- **SOURCE DOCUMENT**
■ ■ ■ ■
We were caught with our pants down. Several weeks ago we went to a Black-Tie function with two other couples. Due to the fact that I was a keynote speaker, limousine transportation was included. Can you see the misadventure that was about to beset us?

Me in a tuxedo with rented shoes, the War Department in a formal gown with those “if I step on you I’ll just sit back and watch you bleed profusely” high heels.  Her purse was smaller than my wallet. The other two couples met at our house and everyone was as improperly dressed for a disaster. On the way to the event the limo broke down in a real bad section of town. The only equipment we had was a cell phone. It was going to be a few hours before the service could send another limo.

Because I intended on having a couple of adult beverages I did not take my weapons. Even if I had not wanted to drink I still would not have had my gun. Other than a certain few, no one was permitted to be armed and I would feel very uneasy leaving my weapon unattended in the limo while I was at the event. Both of the other couples had the same feelings.

Here we were, obviously well-to-do, in an area that wasn’t. There was no one that had the shoes to walk any distance, no weapon, improperly attired for the weather with only a cell phone. EDC bags were at home, decent footwear was at home, rain gear was at home……….Hell, at this point we all wanted to be at home with our comfortable shoes, clothes and boom-boom sticks.

I called a buddy that owns a used school bus that picked us up and got us to the event and he took us home later. Embarrassed as the dickens, we boarded the “short bus” and made the best of a bad situation. The evening was as short as my Brides temper. 

NOTE TO ALL: Don’t irritate any women in new high heels. Lesson learned.

I will never allow us to be left at some one else’s mercy. Had I driven we would have had our EDC bags, My BOB and weapons that could be locked in a safe in the vehicle. It was my vanity that put is in this situation and nothing else. Never………Never……..NEVER AGAIN.
■ ■ ■ ■
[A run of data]
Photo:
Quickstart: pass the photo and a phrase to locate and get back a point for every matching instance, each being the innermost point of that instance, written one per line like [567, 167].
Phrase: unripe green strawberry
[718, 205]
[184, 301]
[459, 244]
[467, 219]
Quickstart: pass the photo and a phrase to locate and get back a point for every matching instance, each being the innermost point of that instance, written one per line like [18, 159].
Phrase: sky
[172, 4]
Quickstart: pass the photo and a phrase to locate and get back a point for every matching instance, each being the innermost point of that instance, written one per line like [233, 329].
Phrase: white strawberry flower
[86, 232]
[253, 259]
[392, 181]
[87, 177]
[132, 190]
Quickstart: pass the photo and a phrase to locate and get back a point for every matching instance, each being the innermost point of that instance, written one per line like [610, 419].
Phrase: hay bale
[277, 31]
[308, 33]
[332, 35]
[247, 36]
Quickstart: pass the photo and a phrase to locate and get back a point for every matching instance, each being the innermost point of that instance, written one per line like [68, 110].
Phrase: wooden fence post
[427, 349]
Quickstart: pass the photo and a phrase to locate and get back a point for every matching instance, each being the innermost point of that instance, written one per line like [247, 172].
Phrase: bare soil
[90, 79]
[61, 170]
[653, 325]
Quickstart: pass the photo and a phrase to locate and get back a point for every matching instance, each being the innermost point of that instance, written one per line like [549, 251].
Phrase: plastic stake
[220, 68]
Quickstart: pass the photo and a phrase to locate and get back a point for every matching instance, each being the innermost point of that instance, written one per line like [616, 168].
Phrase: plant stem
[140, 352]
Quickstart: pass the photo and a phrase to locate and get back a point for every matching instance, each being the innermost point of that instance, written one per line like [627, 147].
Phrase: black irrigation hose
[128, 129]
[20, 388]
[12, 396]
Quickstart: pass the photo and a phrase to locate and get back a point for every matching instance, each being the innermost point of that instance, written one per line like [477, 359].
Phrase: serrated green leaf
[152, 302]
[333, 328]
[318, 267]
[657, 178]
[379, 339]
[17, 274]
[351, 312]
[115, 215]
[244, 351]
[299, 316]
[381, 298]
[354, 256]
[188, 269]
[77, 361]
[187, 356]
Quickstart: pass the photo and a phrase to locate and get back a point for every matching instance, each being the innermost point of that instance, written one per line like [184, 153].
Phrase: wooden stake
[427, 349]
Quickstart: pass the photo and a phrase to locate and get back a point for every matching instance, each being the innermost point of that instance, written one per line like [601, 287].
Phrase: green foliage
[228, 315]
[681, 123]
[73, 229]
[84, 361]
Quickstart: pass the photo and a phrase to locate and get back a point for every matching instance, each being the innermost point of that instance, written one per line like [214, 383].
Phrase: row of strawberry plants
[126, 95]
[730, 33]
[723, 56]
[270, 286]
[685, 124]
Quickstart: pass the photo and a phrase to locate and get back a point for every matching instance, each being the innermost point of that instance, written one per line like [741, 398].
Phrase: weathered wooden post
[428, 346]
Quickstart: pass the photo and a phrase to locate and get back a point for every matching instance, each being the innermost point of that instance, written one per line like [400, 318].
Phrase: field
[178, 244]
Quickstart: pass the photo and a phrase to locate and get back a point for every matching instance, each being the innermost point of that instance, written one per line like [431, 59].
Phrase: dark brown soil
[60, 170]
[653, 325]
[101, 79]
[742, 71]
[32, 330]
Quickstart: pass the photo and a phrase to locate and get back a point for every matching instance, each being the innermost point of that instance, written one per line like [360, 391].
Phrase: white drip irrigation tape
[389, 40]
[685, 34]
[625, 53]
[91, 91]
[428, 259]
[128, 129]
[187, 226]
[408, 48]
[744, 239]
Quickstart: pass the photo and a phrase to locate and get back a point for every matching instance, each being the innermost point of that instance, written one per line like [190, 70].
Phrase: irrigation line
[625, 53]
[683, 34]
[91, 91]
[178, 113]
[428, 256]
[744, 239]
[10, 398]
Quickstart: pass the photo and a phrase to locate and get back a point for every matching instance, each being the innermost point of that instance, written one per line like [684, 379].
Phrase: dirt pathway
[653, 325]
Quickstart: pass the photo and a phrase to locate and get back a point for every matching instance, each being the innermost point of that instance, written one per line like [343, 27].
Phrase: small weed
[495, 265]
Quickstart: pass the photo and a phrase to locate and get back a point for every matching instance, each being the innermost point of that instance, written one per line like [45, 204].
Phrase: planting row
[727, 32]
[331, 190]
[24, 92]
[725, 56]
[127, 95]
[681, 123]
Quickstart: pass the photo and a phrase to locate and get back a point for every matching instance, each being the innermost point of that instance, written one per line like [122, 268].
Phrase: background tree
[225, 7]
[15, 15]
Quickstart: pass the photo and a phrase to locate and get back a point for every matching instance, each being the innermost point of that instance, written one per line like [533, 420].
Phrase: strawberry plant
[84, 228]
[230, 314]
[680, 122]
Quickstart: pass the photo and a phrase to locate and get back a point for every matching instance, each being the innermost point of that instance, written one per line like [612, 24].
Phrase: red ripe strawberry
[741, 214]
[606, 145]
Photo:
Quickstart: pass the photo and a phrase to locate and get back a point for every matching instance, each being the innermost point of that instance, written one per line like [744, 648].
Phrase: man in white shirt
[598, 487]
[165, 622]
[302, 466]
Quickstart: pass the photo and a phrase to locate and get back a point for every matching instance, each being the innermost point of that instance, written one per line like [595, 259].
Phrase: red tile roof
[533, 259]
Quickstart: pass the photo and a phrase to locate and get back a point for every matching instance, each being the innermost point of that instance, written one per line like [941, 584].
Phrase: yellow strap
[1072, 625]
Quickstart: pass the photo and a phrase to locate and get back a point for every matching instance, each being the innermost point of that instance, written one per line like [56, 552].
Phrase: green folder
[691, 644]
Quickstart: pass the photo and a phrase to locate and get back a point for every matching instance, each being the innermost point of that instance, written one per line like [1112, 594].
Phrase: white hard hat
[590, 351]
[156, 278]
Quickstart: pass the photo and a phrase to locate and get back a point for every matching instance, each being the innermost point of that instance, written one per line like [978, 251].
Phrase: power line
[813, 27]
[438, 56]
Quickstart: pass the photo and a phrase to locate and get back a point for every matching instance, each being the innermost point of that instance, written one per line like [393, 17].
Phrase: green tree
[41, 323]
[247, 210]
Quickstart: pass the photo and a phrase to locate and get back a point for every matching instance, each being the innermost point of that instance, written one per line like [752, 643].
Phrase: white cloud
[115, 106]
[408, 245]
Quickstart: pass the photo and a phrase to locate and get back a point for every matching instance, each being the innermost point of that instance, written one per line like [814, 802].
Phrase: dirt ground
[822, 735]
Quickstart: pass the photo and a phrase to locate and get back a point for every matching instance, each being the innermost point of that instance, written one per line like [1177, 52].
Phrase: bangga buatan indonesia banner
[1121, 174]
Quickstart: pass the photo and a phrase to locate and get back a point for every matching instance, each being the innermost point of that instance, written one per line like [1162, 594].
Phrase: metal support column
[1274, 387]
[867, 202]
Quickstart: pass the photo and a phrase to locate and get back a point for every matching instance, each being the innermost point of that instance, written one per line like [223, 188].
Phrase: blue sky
■ ■ ■ ■
- **SHORT EXERCISE**
Using the post above about the limo breakdown, say whether each statement agrees with it, and support each yes or no with the deciding words quoted from the post: (a) The limousine broke down before the group reached the event. (b) The writer brought a gun but left it locked in the limousine. (c) A friend with a used school bus took the group to the event.

- **WRITTEN SOLUTION**
(a) Yes: "On the way to the event the limo broke down in a real bad section of town."
(b) No: "Because I intended on having a couple of adult beverages I did not take my weapons."
(c) Yes: "I called a buddy that owns a used school bus that picked us up and got us to the event and he took us home later."